THE TASK
The response should consist of the data reproduced word for word.

** Opening THE INPUT block **

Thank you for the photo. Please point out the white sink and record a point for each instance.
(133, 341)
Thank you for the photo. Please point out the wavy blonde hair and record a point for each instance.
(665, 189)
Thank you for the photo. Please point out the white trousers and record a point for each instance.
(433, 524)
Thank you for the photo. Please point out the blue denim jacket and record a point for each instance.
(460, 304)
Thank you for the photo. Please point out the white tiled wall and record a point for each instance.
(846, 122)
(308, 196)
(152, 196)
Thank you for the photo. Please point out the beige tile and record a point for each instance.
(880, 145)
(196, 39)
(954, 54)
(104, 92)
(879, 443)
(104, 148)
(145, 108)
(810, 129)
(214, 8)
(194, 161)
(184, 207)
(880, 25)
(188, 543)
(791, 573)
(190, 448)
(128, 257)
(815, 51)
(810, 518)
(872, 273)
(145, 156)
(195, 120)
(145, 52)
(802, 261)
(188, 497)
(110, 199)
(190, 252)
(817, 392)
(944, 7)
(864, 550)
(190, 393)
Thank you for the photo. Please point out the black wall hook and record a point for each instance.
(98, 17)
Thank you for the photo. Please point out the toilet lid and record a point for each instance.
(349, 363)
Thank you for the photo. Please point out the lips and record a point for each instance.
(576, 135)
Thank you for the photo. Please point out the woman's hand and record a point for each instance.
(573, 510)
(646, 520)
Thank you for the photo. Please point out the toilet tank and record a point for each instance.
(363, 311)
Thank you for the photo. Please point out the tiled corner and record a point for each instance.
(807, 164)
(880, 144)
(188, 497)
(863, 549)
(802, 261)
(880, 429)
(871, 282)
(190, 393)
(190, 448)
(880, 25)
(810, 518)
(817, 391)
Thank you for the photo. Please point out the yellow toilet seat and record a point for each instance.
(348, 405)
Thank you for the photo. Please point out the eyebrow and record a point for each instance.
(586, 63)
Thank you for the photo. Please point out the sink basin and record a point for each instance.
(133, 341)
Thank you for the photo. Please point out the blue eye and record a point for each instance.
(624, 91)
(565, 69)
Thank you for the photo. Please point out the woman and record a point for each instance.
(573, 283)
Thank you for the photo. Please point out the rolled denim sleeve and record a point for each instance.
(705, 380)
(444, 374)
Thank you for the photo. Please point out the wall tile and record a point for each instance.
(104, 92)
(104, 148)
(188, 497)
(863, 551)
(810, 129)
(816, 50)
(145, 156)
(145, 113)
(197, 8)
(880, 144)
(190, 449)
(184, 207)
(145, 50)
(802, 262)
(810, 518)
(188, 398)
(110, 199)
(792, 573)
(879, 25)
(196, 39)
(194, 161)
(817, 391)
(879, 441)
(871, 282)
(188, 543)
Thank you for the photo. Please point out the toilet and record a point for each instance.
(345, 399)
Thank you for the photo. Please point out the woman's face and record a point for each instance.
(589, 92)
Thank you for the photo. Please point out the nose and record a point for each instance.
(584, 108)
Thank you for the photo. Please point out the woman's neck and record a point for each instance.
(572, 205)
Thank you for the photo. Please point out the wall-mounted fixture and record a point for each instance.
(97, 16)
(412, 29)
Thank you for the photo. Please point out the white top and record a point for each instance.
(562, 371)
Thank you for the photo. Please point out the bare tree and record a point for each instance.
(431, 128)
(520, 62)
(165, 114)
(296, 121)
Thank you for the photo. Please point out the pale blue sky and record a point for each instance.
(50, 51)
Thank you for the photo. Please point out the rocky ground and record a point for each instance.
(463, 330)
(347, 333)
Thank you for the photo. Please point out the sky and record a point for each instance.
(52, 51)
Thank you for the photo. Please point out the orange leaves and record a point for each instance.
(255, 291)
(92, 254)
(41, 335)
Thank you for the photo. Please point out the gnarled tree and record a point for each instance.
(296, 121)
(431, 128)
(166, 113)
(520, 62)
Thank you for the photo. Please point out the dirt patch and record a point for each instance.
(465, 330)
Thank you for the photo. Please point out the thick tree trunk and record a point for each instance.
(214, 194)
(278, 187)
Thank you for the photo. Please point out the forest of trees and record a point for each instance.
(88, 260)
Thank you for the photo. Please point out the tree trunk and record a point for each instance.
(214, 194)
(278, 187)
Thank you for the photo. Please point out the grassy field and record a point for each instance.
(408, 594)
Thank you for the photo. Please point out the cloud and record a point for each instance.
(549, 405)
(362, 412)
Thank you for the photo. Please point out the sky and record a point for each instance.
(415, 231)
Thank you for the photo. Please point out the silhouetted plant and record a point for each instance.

** Closing THE INPUT block **

RESPONSE BELOW
Thank you for the photo. Please point out the white sink and record a point for each instance.
(133, 341)
Thank you for the photo. Please point out the wavy blonde hair and record a point for each instance.
(665, 189)
Thank you for the photo. Please point out the white trousers and record a point for each instance.
(433, 524)
Thank you for the photo. Please point out the blue denim jacket and record a point for each instance.
(460, 304)
Thank you for the photo. Please point out the white tiled wall and record a point for each instance.
(846, 122)
(308, 196)
(152, 196)
Thank you for the photo. Please point out the beige tile and record a point for each instance.
(880, 145)
(196, 39)
(954, 54)
(104, 92)
(879, 443)
(104, 148)
(145, 108)
(810, 129)
(214, 8)
(194, 161)
(184, 207)
(880, 25)
(188, 543)
(791, 573)
(190, 448)
(128, 257)
(815, 51)
(810, 518)
(872, 273)
(145, 156)
(195, 120)
(145, 52)
(802, 261)
(188, 497)
(110, 199)
(190, 252)
(817, 392)
(944, 7)
(864, 550)
(190, 393)
Thank you for the photo. Please point out the black wall hook and record a point for each instance.
(98, 17)
Thank you for the photo. Please point out the toilet lid and record a point for each instance.
(349, 363)
Thank you for the photo. Please point out the lips and record a point for each instance.
(576, 135)
Thank you for the photo. Please point out the woman's hand and record a point for each instance.
(573, 510)
(646, 520)
Thank you for the photo. Please point out the toilet tank and record a point for each instance.
(363, 311)
Thank you for the photo. Please point out the tiled corner and record a point for each instance.
(807, 164)
(880, 144)
(188, 497)
(863, 549)
(802, 261)
(880, 429)
(871, 282)
(190, 393)
(190, 448)
(880, 25)
(810, 518)
(817, 391)
Thank you for the photo. Please point out the yellow toilet seat and record a point for each instance.
(348, 405)
Thank you for the photo. Please point out the eyebrow and record a point for each instance.
(586, 63)
Thank you for the photo. Please point out the sink basin and record a point for each instance.
(133, 341)
Thank you for the photo. Please point out the blue eye and record a point for each instance.
(624, 91)
(565, 69)
Thank you for the photo. Please point out the woman and record a point for each instance.
(573, 283)
Thank you for the photo. Please point out the rolled denim sleeve and record a point for each instance.
(705, 380)
(444, 374)
Thank you for the photo. Please point out the wall tile and record a point for each instance.
(104, 92)
(104, 148)
(188, 497)
(863, 551)
(810, 129)
(816, 50)
(145, 156)
(145, 113)
(197, 8)
(880, 144)
(190, 449)
(184, 207)
(145, 50)
(802, 262)
(810, 518)
(188, 398)
(110, 199)
(792, 573)
(879, 25)
(196, 39)
(194, 161)
(817, 391)
(879, 441)
(871, 282)
(188, 543)
Thank you for the photo. Please point out the toilet and record a point for each instance.
(345, 399)
Thank you for the photo. Please point out the woman's face and record a point for each instance.
(589, 92)
Thank you for the photo. Please point out the nose and record a point for each instance.
(584, 108)
Thank you for the photo. Please point out the woman's neck and record a point for each instance.
(572, 205)
Thank you for the photo. Please point out the wall-mounted fixture and record a point for each instance.
(97, 16)
(412, 29)
Thank you for the photo. Please point out the white top and record a point for each instance.
(562, 371)
Thank you for the photo. Please point out the bare tree and record a point for each instance.
(431, 128)
(520, 62)
(165, 114)
(296, 121)
Thank you for the photo. Please point out the pale blue sky and record a point for each instance.
(50, 51)
Thank you for the photo. Please point out the rocky ground and record a point for each instance.
(463, 330)
(347, 333)
Thank you for the photo. Please point out the sky and record a point for each instance.
(52, 51)
Thank you for the photo. Please point out the orange leaves and record a point for each instance.
(255, 291)
(92, 254)
(41, 335)
Thank you for the photo. Please point out the gnarled tree and record a point for each instance.
(296, 121)
(431, 128)
(166, 113)
(520, 62)
Thank you for the photo. Please point out the dirt patch and record a point for each instance.
(465, 330)
Thank you for the photo. Please point out the thick tree trunk and record a point for each instance.
(214, 194)
(278, 187)
Thank you for the photo. Please point out the forest of trees and record a point for each instance.
(88, 260)
Thank you for the photo. Please point out the tree trunk and record a point for each instance.
(214, 194)
(278, 187)
Thank you for the photo. Please point out the grassy field and record a point for each instance.
(408, 594)
Thank you for the photo. Please point out the cloud and record a point for each instance.
(549, 405)
(362, 412)
Thank you for the photo. Please point out the sky and record a point for each instance.
(415, 231)
Thank you for the photo. Please point out the silhouetted plant and record a point for each instance.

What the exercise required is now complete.